Supplied text:
Content starts

Consensus

The current implementation of parallel consensus has a number of limitations which must be taken into consideration when creating a new project.

  1. It is currently not possible to re-queue tasks to and from a Consensus stage. They will need to be deleted and re-uploaded. This can be circumvented by re-queuing to a Hold or Start stage before the desire Consensus stage, and by then forwarding the tasks, but it is not an officially supported workaround and may result in unexpected behavior.

  2. Because of the way the Consensus mechanism works under the hood, logic stages of the type "Annotator" and "Duration" will not work as expected when processing tasks output from a Consensus stage.

A Consensus stage is a way for you to present tasks to multiple annotators, and have the task be output in either Agreement or Disagreement conditional upon how much the annotators agree with one another.

Essentially, the Consensus stage is a container for other Label or Plugin sub-stages.

The Consensus stage accepts plugin sub-stages, such that, for example, you can have a task be labeled by an annotator and a plugin, and you may return the task based on how similarly the annotator labeled the task compared to the plugin.

There is a limit of ten maximum sub-stages you may add to the Consensus stage.

The Consensus stage, by default, does not prevent the same task from being labeled by the same person. To prevent that from happening, you will have to assign different annotators to different label stages, as mentioned in the section for the Label stage. This can be done automatically by clicking on Auto Assign in the settings for the consensus stage.

More details in the section for Auto Assign.

Consensus agreement cannot be calculated for the following class types:

  • Brush

  • Voxel Brush

  • Segmentation

  • Point

  • Polyline

  • Rotated Bounding Box

In video assets, consensus calculation ignores pages. Because of this, we do not recommend using consensus in video-based tasks yet.

Diagram of how Consensus works

As mentioned in the diagram above, whenever a task enters the Consensus stage, it is 'duplicated' into sub-tasks, and each sub-task is sent to its own sub-stage.

You may examine individual sub-tasks and check their current status from the "Tasks" tab, by clicking on the "Plus" next to the Consensus task to expand it and see details pertaining to the sub-tasks:

If a sub-task is in the "Archive" stage it means it has been completed and submitted.

Once all sub-stages have been annotated, they will be archived and they will no longer be accessible through the "Tasks" tab. They will, however, be accessible from the "Stage History" panel in the labeling editor when opening the main task.

Content ends

Information supplied:

Content starts

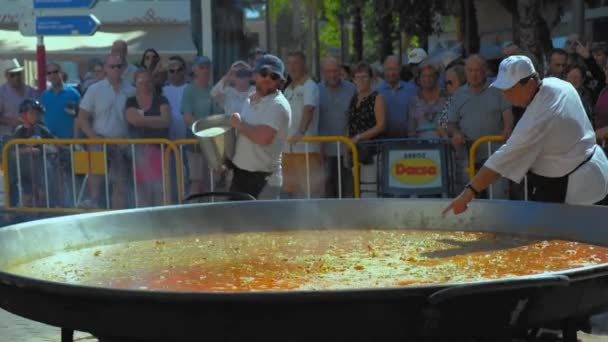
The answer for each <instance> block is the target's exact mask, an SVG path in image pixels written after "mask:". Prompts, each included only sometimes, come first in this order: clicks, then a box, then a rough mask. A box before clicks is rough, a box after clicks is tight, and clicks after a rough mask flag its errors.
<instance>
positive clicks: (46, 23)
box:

Content ends

Task details:
Using the Consensus text, answer these questions:
(a) What is the maximum number of sub-stages a Consensus stage can hold?
(b) Which two types of logic stage do not work as expected with tasks output from a Consensus stage?
(c) What does it mean when a sub-task is in the "Archive" stage?

Response area:
(a) Ten.
(b) "Annotator" and "Duration."
(c) The sub-task has been completed and submitted.